# EXERCISE PROMPT
Render the lines below as a numbered list, skipping any blank lines and leaving out the pictures.

* * * * * * * * *

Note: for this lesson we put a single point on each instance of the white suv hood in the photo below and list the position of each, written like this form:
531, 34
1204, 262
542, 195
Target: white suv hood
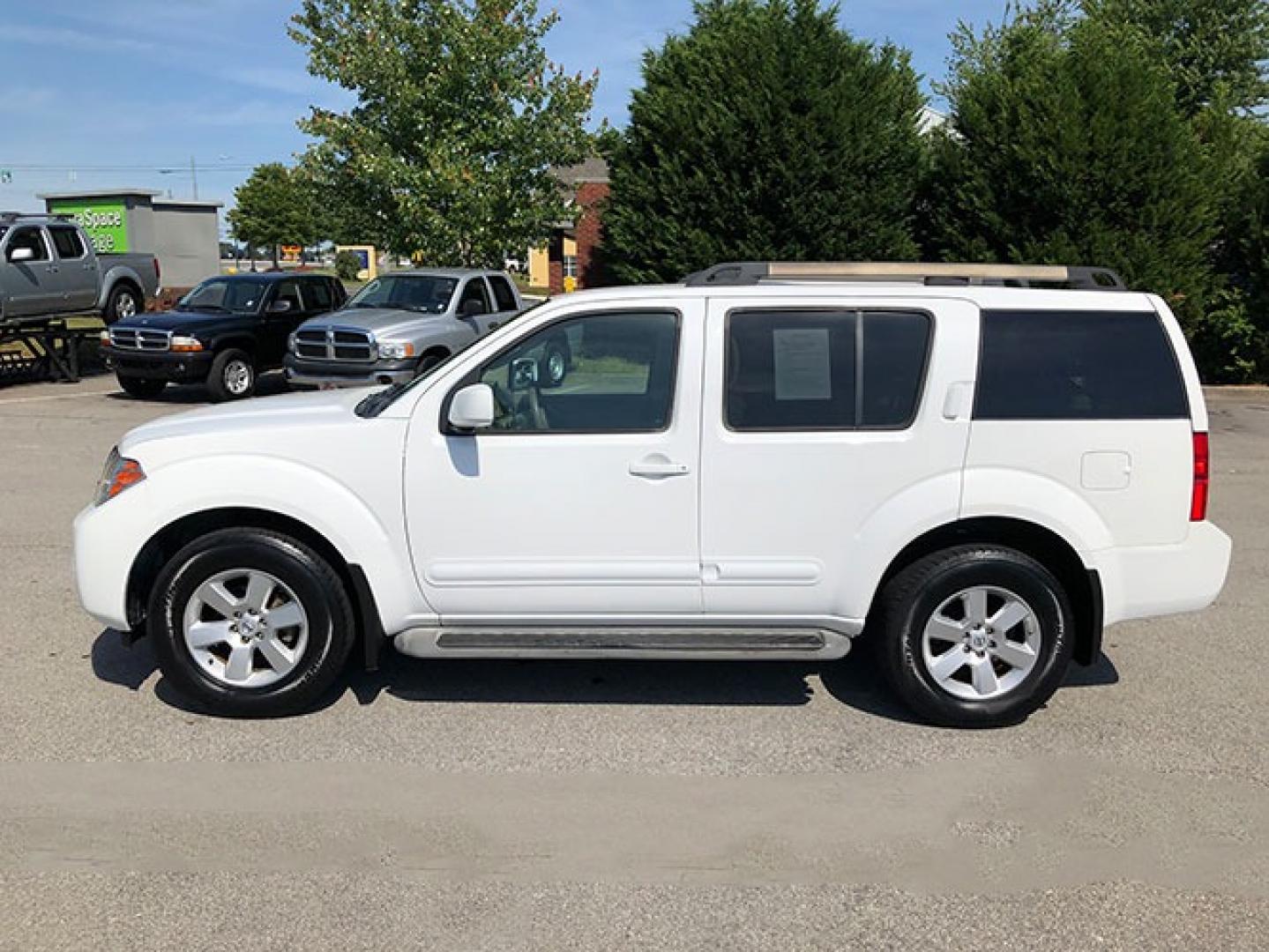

* * * * * * * * *

# COMPLETED TASK
1. Note: for this lesson we put a single point on each instance of the white suv hood in the photo below and list the position of each, written like this form:
2. 531, 34
3. 1204, 262
4. 542, 195
5. Target: white suv hood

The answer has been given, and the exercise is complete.